-------- PROVIDED INFORMATION

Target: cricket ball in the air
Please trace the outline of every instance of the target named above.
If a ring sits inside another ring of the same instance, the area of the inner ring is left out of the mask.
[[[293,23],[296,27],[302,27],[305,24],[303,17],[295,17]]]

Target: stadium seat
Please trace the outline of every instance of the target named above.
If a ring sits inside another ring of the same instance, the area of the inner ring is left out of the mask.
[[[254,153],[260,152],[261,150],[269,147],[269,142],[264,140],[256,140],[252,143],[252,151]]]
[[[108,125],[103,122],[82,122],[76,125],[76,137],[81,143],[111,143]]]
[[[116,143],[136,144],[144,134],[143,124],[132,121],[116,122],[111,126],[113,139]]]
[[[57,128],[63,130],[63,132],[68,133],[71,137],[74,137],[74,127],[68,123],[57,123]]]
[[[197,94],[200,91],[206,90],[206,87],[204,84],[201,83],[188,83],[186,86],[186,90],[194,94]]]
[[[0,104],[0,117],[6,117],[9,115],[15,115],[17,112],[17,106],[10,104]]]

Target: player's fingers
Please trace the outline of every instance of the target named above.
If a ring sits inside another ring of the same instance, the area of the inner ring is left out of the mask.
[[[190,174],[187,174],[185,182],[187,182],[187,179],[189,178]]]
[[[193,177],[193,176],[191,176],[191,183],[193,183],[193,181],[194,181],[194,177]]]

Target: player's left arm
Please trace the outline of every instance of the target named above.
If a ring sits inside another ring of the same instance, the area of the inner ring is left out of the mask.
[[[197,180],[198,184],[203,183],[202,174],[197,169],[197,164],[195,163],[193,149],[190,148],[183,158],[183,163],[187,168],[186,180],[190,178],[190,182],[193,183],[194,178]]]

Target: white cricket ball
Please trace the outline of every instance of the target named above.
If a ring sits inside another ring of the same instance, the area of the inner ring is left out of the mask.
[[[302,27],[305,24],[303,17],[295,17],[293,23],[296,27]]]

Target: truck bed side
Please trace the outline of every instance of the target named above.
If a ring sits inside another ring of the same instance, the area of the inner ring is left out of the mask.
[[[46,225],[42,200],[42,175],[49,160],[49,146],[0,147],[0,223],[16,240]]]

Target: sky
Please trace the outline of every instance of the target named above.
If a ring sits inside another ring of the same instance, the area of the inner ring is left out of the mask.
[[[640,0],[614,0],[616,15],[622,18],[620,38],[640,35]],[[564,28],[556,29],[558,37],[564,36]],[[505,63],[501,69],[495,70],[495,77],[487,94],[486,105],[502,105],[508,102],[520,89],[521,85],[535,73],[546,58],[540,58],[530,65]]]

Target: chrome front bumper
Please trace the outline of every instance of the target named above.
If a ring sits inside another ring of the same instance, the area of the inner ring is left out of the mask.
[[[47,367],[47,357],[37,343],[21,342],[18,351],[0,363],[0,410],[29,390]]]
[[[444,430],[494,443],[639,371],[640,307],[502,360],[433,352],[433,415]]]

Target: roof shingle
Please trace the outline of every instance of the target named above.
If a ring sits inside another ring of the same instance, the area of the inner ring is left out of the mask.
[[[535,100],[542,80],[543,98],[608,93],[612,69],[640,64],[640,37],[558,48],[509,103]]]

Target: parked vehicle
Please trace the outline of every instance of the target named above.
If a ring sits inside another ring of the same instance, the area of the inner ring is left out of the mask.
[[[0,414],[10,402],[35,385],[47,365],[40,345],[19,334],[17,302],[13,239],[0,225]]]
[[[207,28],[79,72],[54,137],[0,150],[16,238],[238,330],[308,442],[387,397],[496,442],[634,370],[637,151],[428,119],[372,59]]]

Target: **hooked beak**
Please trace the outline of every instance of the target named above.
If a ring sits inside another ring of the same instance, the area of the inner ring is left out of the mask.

----------------

• _AIM OF THE TASK_
Work out the count of lines in the data above containing the string "ball". Give it alone.

• _ANSWER SPACE_
2